===== 展示文本 =====

专业社会工作参与精准扶贫的可能性与可及性

高飞向德平

摘要:精准扶贫是针对我国当前复杂的贫困情势做出的战略部署,与传统的扶贫模式相比,精准扶贫更加关注个体的疾苦、社会公正与科学的方法。精准扶贫与专业社会工作的内在契合性为专业社会工作参与精准扶贫提供了可能;同时专业社会工作对精准扶贫中的重要作用,使专业社会工作参与精准扶贫实现了可及。精准扶贫也对专业社会工作的未来发展提出了要求。

关键词:精准扶贫专业社会工作可能性与可及性

高 飞,中南财经政法大学哲学院社会学研究所讲师(武汉430070);向德平,武汉大学社会学系教授、博士生导师,中国减贫发展研究中心主任(武汉430072)。

改革开放以来,我国坚持实施大规模扶贫开发,通过发展带动脱贫使六亿多人口摆脱贫困,为全球减贫事业作出巨大贡献(国务院,2015)。目前扶贫工作已进入啃“硬骨头”的攻坚阶段。2016年2 月29日国家统计局发布的《2015年国民经济和社会发展统计公报》显示,2015年我国农村贫困人口从上年的7017万人减少到5575万人,减少1442万人(比上年多减210万人),贫困发生率从上年的7.2%下降到5.7%;年度减贫1000万人以上的任务超额完成,“十二五”扶贫开发圆满收官(国家统计局,2016)。不容忽视的是,“十三五”期间还需要帮助5575万人脱贫,这5575万的贫困人口多处于生存条件恶劣的石漠化区、高寒深山区、灾害频发区,往往“无业可扶”;失能、残病、孤寡人口比重高,往往“无力可扶”;致贫原因复杂,贫困程度深,脱贫准度较大。扶贫越往后,脱贫的难度越大,这块“硬骨头”必须要啃下,这是全面建成小康社会的底线目标。为此,国家做出了精准扶贫、精准脱贫的战略部署。作为一门关注弱势群体、化解社会矛盾、专业助人的学科,社会工作理应关注贫困遭遇者的生活境遇,为我国的减贫事业做出应有的贡献。

=====

任务要求:
a: 根据这篇关于精准扶贫的文章，2015年我国农村贫困人口比上年减少了多少？
b: 输出这篇关于精准扶贫的文章中从“改革开放以来,我国坚持实施大”起到“国的减贫事业做出应有的贡献。”为止（含这两处）的文字，不作改动。

===== 所给数据 =====

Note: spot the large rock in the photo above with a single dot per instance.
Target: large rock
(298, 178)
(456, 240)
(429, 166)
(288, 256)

=====

练习结果:
a: 减少1442万人。

b:
改革开放以来,我国坚持实施大规模扶贫开发,通过发展带动脱贫使六亿多人口摆脱贫困,为全球减贫事业作出巨大贡献(国务院,2015)。目前扶贫工作已进入啃“硬骨头”的攻坚阶段。2016年2 月29日国家统计局发布的《2015年国民经济和社会发展统计公报》显示,2015年我国农村贫困人口从上年的7017万人减少到5575万人,减少1442万人(比上年多减210万人),贫困发生率从上年的7.2%下降到5.7%;年度减贫1000万人以上的任务超额完成,“十二五”扶贫开发圆满收官(国家统计局,2016)。不容忽视的是,“十三五”期间还需要帮助5575万人脱贫,这5575万的贫困人口多处于生存条件恶劣的石漠化区、高寒深山区、灾害频发区,往往“无业可扶”;失能、残病、孤寡人口比重高,往往“无力可扶”;致贫原因复杂,贫困程度深,脱贫准度较大。扶贫越往后,脱贫的难度越大,这块“硬骨头”必须要啃下,这是全面建成小康社会的底线目标。为此,国家做出了精准扶贫、精准脱贫的战略部署。作为一门关注弱势群体、化解社会矛盾、专业助人的学科,社会工作理应关注贫困遭遇者的生活境遇,为我国的减贫事业做出应有的贡献。